__AIM OF THE TASK__:
From the rows below, pull out each line that contains the string "white", and copy every such line in full.

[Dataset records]
↓↓↓

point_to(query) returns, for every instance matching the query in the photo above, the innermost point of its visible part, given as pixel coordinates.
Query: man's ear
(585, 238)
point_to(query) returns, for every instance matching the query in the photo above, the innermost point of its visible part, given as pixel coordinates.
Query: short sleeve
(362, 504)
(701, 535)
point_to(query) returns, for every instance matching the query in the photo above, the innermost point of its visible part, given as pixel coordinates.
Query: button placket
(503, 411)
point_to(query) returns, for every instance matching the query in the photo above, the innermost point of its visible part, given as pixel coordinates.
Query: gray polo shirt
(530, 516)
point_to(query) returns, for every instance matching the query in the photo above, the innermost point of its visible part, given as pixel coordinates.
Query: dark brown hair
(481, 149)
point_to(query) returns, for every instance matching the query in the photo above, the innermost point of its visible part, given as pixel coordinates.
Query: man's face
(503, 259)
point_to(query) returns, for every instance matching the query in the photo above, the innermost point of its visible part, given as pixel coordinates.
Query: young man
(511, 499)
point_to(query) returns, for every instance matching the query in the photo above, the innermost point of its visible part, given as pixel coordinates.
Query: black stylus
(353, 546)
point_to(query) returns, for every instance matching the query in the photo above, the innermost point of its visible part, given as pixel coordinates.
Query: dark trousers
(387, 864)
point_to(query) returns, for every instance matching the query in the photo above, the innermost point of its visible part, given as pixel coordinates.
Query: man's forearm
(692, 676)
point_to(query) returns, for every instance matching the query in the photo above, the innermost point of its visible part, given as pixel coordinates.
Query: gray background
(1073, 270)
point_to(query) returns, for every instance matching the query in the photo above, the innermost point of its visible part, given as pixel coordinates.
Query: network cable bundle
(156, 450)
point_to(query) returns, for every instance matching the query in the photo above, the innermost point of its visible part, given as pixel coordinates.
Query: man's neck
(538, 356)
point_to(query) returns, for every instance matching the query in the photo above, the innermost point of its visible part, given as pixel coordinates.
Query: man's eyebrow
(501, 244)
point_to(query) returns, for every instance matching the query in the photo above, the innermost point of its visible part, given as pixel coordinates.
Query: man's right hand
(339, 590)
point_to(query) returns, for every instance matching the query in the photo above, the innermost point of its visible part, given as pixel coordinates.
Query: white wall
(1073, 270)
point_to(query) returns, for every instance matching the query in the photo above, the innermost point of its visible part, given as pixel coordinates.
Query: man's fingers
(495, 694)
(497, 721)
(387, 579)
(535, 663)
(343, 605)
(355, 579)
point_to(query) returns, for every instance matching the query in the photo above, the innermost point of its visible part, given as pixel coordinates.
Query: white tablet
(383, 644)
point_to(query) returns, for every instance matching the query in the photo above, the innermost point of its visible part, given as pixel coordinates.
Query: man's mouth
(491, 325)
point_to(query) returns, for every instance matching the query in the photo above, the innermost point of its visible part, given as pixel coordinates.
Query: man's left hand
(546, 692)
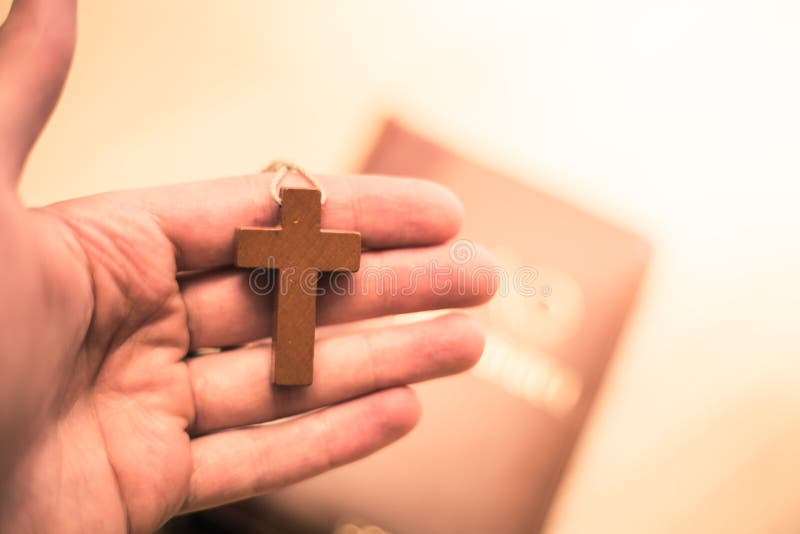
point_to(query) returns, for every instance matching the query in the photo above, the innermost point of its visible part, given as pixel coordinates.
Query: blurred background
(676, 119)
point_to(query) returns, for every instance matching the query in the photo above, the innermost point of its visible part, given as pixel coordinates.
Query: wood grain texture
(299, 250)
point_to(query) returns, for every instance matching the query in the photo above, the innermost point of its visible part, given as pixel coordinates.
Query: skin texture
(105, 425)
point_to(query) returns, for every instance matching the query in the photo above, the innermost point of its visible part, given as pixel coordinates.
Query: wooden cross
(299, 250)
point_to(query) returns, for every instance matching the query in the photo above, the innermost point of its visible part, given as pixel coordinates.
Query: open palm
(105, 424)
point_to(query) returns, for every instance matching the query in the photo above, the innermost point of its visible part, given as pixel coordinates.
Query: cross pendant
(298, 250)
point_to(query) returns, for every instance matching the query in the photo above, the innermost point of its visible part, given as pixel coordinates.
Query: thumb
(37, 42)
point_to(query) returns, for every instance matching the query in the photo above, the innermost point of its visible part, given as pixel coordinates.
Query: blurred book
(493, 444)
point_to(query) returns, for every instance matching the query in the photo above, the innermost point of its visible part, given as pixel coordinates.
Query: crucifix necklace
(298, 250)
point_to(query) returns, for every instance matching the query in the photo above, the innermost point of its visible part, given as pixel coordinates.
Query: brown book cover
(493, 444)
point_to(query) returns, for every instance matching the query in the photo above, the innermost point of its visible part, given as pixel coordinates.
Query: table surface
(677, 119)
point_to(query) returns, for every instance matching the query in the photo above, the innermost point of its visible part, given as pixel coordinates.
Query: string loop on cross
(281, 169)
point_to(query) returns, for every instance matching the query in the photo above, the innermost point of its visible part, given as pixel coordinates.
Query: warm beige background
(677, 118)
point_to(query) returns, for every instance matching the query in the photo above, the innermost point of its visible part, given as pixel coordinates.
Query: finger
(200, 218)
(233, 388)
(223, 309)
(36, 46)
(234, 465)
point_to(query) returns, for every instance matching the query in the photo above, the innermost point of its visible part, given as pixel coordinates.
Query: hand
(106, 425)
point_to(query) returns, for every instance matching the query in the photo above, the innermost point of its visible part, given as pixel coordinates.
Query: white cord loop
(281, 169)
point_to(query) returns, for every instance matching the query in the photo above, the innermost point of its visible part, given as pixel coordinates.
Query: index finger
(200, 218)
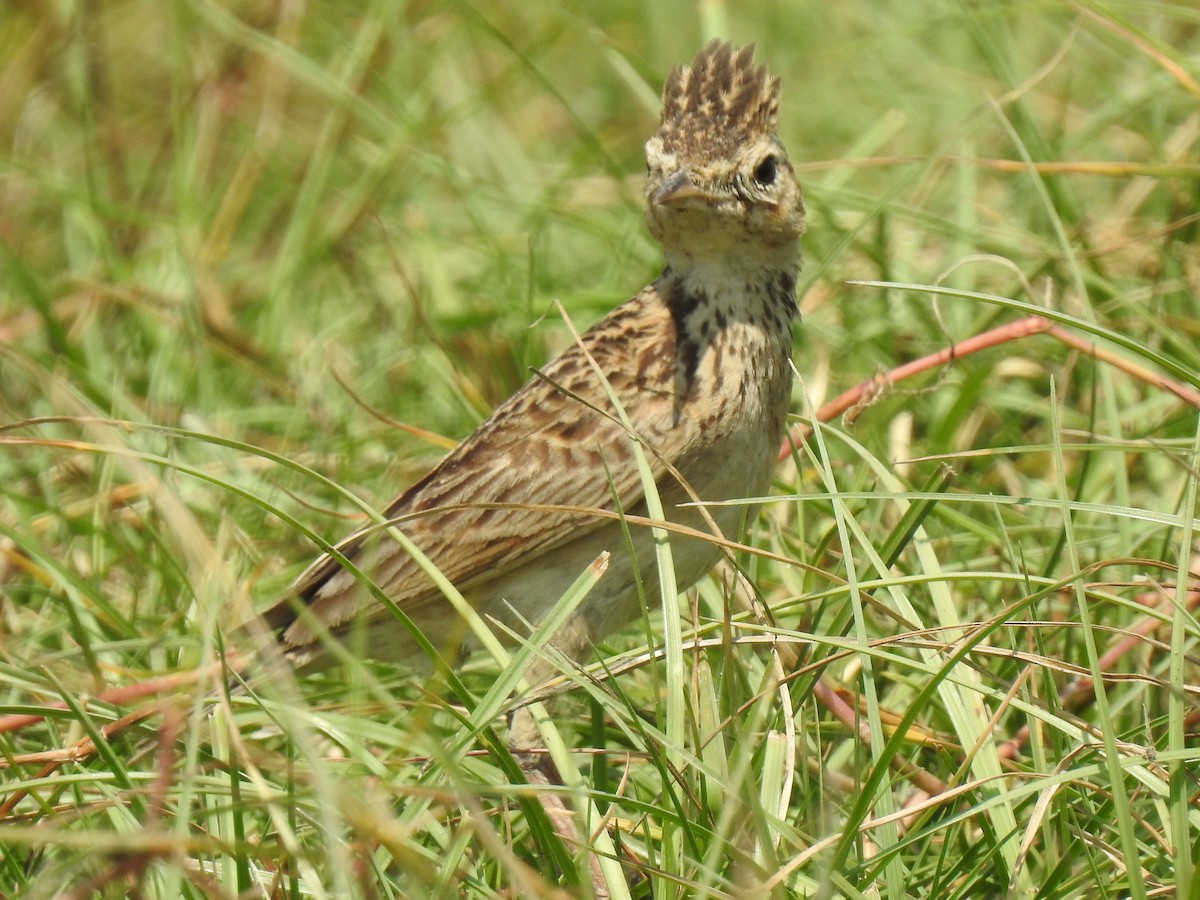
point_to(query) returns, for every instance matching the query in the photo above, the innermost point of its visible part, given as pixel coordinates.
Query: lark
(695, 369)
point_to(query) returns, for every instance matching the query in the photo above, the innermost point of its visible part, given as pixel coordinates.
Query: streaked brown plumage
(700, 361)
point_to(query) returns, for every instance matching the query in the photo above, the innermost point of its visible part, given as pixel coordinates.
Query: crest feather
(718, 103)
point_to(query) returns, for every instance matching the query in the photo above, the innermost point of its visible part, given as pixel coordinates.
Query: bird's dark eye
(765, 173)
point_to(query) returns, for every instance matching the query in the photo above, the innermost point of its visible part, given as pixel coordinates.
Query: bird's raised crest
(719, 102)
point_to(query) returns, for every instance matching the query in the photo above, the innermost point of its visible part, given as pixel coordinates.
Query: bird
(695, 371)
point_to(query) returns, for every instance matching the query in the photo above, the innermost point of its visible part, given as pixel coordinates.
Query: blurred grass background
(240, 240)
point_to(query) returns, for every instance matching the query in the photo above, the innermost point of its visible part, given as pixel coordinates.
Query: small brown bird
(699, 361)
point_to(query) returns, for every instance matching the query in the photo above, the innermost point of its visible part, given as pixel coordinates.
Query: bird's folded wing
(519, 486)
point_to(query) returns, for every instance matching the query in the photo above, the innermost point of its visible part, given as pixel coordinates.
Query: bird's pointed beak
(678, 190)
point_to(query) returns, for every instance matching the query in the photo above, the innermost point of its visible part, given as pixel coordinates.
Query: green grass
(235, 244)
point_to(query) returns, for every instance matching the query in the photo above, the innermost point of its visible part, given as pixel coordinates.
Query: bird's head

↑↑↑

__WRITTEN ANSWER__:
Query: white wall
Query: white tablet
Query: white cord loop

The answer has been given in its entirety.